Instruction> In the listing, rewrite the lines from the one with "Would you mind picking out the railing" to the one with "<point>19,276</point>", changing "railing post" to "fence post" and leaving everything else as it is.

Working data>

┌──

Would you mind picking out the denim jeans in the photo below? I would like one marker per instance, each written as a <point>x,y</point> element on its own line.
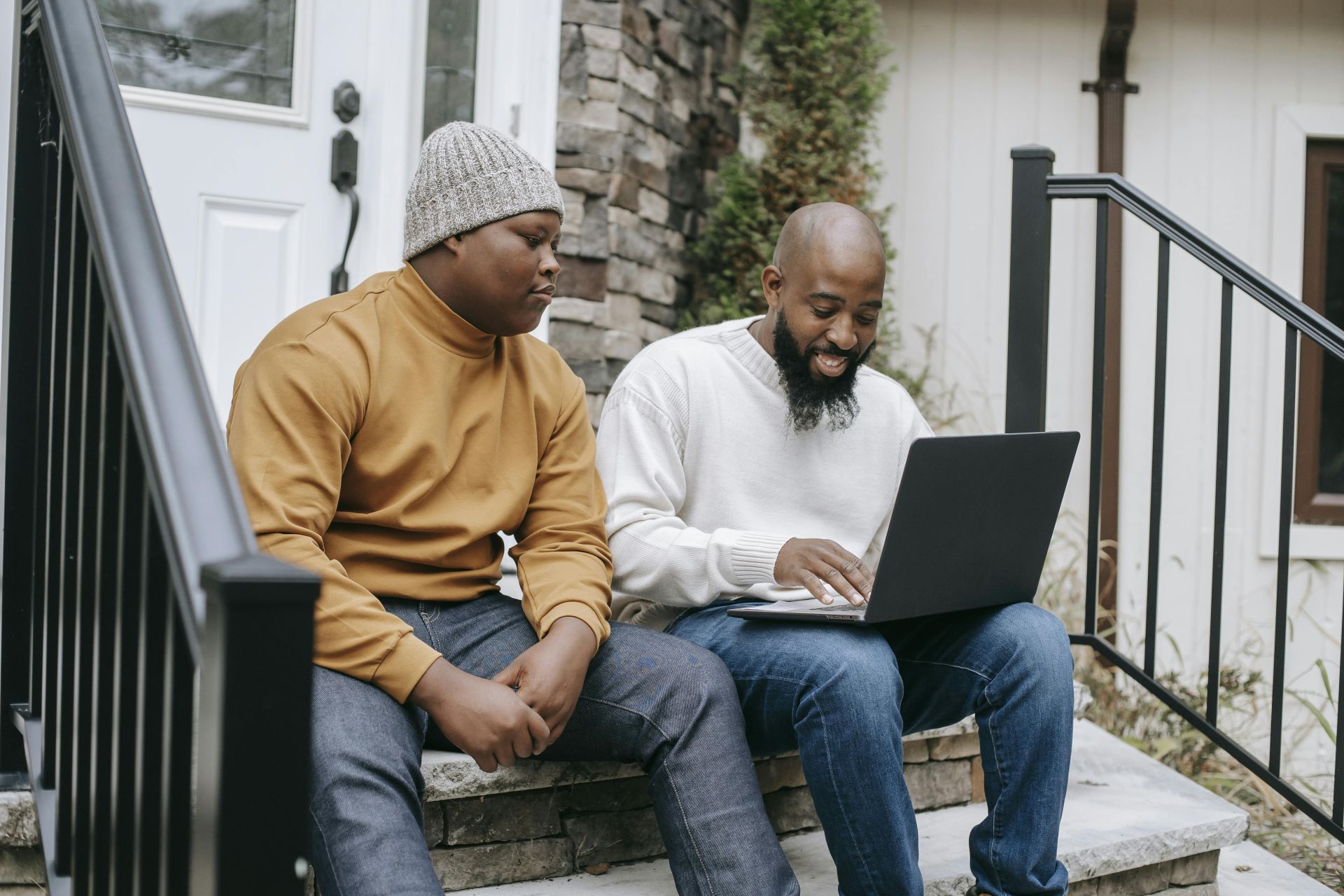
<point>843,696</point>
<point>648,697</point>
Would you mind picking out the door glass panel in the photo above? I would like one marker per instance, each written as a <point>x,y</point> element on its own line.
<point>1332,374</point>
<point>223,49</point>
<point>449,62</point>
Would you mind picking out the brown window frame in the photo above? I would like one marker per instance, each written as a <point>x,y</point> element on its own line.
<point>1310,504</point>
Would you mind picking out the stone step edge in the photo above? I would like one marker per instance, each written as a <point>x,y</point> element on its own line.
<point>452,776</point>
<point>448,776</point>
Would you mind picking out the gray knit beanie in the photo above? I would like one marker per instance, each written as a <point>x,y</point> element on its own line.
<point>468,176</point>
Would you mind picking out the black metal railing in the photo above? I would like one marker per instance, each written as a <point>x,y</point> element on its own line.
<point>156,668</point>
<point>1034,187</point>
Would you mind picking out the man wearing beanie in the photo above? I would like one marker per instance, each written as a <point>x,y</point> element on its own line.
<point>385,437</point>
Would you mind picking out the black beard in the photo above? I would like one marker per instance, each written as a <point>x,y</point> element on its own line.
<point>809,398</point>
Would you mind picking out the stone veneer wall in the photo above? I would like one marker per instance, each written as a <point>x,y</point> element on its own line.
<point>643,120</point>
<point>530,834</point>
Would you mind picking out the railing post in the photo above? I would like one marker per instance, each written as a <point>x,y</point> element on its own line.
<point>255,692</point>
<point>1028,289</point>
<point>19,276</point>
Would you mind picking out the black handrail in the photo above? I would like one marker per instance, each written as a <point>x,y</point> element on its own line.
<point>188,465</point>
<point>130,568</point>
<point>1203,248</point>
<point>1028,315</point>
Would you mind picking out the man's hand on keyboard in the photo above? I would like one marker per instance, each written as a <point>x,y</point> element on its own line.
<point>815,564</point>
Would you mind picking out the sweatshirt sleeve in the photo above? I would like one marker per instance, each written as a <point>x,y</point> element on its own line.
<point>564,562</point>
<point>657,555</point>
<point>295,413</point>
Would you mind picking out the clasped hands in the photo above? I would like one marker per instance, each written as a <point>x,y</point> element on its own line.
<point>524,708</point>
<point>521,711</point>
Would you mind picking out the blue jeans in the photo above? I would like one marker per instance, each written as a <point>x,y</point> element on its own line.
<point>648,697</point>
<point>843,696</point>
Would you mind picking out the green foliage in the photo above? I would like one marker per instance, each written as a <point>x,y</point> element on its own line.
<point>812,94</point>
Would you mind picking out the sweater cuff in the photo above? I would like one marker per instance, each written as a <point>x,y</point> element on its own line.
<point>403,666</point>
<point>755,555</point>
<point>581,612</point>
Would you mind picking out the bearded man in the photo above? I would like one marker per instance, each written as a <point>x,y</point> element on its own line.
<point>758,460</point>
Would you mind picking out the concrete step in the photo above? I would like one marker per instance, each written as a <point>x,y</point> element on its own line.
<point>1249,871</point>
<point>452,776</point>
<point>1126,812</point>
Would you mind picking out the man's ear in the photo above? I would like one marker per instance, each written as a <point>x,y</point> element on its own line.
<point>772,280</point>
<point>454,245</point>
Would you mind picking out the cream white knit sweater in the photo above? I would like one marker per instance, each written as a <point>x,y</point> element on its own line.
<point>706,480</point>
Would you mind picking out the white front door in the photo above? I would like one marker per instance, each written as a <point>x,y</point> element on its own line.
<point>232,105</point>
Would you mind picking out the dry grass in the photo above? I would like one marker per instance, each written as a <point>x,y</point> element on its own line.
<point>1145,723</point>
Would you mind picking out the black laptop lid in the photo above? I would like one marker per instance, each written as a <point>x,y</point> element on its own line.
<point>972,523</point>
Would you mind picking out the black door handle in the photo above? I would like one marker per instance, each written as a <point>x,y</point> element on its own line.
<point>344,176</point>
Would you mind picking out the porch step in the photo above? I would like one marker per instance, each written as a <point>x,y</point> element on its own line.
<point>1247,869</point>
<point>454,776</point>
<point>1126,812</point>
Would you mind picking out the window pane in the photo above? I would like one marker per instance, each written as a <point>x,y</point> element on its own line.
<point>1332,375</point>
<point>449,62</point>
<point>225,49</point>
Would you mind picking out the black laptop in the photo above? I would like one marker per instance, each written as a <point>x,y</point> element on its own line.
<point>971,528</point>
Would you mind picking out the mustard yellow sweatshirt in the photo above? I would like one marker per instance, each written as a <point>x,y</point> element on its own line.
<point>385,442</point>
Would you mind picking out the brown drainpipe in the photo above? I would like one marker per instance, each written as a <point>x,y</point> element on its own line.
<point>1112,89</point>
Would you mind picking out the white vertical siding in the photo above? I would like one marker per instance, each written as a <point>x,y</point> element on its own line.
<point>979,77</point>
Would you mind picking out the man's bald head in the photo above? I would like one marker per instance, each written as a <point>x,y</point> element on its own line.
<point>828,229</point>
<point>824,295</point>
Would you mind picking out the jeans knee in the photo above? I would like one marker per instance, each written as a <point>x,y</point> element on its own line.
<point>1042,647</point>
<point>859,679</point>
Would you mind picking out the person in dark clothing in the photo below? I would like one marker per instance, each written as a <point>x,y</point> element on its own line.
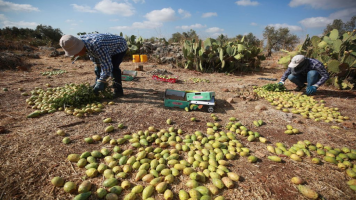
<point>105,50</point>
<point>303,70</point>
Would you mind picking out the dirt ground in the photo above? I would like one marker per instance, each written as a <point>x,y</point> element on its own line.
<point>32,153</point>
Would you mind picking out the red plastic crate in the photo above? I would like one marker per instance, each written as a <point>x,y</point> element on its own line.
<point>171,80</point>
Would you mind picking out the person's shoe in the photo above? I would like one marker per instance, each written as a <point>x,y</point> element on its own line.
<point>117,95</point>
<point>299,88</point>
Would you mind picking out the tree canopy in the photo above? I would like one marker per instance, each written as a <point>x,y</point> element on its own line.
<point>341,26</point>
<point>278,39</point>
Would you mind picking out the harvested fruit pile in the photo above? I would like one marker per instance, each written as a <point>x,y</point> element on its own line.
<point>154,159</point>
<point>78,100</point>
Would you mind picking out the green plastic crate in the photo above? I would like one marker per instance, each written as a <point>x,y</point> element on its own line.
<point>199,96</point>
<point>128,75</point>
<point>171,102</point>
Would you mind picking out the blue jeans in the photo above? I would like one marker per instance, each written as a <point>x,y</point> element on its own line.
<point>311,78</point>
<point>116,72</point>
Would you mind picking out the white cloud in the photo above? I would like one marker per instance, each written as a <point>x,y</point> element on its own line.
<point>318,22</point>
<point>247,3</point>
<point>214,30</point>
<point>290,27</point>
<point>323,4</point>
<point>112,8</point>
<point>8,6</point>
<point>20,24</point>
<point>210,14</point>
<point>83,8</point>
<point>184,13</point>
<point>107,7</point>
<point>344,15</point>
<point>164,15</point>
<point>139,25</point>
<point>138,1</point>
<point>315,22</point>
<point>194,26</point>
<point>2,17</point>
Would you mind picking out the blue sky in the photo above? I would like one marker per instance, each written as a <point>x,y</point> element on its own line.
<point>162,18</point>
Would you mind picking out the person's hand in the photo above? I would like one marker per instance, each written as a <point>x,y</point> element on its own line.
<point>99,86</point>
<point>311,90</point>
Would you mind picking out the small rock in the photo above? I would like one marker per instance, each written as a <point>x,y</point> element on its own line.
<point>260,107</point>
<point>230,100</point>
<point>226,90</point>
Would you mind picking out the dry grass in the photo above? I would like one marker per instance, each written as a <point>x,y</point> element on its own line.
<point>31,153</point>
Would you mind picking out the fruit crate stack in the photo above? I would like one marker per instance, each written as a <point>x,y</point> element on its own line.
<point>128,75</point>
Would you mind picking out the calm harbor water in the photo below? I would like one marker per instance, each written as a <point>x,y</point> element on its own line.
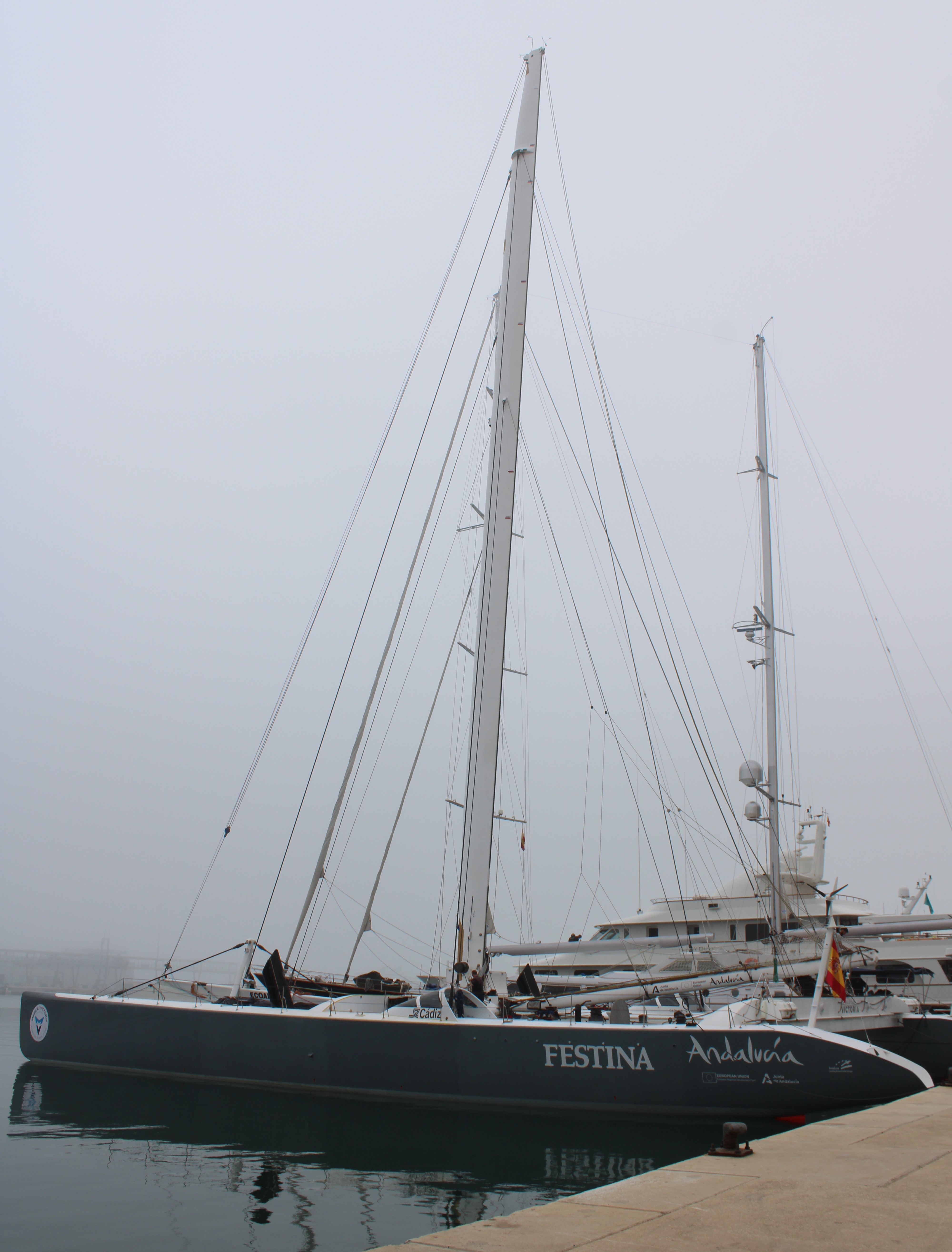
<point>99,1161</point>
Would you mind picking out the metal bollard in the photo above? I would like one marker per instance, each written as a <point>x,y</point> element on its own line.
<point>731,1142</point>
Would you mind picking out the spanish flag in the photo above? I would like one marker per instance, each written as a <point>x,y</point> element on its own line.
<point>835,979</point>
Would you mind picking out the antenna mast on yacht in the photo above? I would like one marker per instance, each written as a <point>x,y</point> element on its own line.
<point>767,621</point>
<point>498,535</point>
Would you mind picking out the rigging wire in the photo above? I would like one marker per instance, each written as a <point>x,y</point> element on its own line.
<point>335,814</point>
<point>351,520</point>
<point>931,764</point>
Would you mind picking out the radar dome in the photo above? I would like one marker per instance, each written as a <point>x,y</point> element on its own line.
<point>751,773</point>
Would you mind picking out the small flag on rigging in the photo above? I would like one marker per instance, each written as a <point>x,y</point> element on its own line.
<point>835,979</point>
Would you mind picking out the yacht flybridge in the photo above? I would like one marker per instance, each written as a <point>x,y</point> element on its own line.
<point>451,1043</point>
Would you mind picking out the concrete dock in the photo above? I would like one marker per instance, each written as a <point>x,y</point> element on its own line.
<point>879,1179</point>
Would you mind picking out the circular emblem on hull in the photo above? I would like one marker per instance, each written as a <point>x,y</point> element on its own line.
<point>39,1022</point>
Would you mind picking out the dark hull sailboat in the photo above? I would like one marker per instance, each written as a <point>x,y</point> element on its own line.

└──

Finished task>
Would you mind picking out the fence post in the photo above? I would like one marker per instance, each written as a <point>x,y</point> element on its own line.
<point>255,692</point>
<point>1028,289</point>
<point>19,276</point>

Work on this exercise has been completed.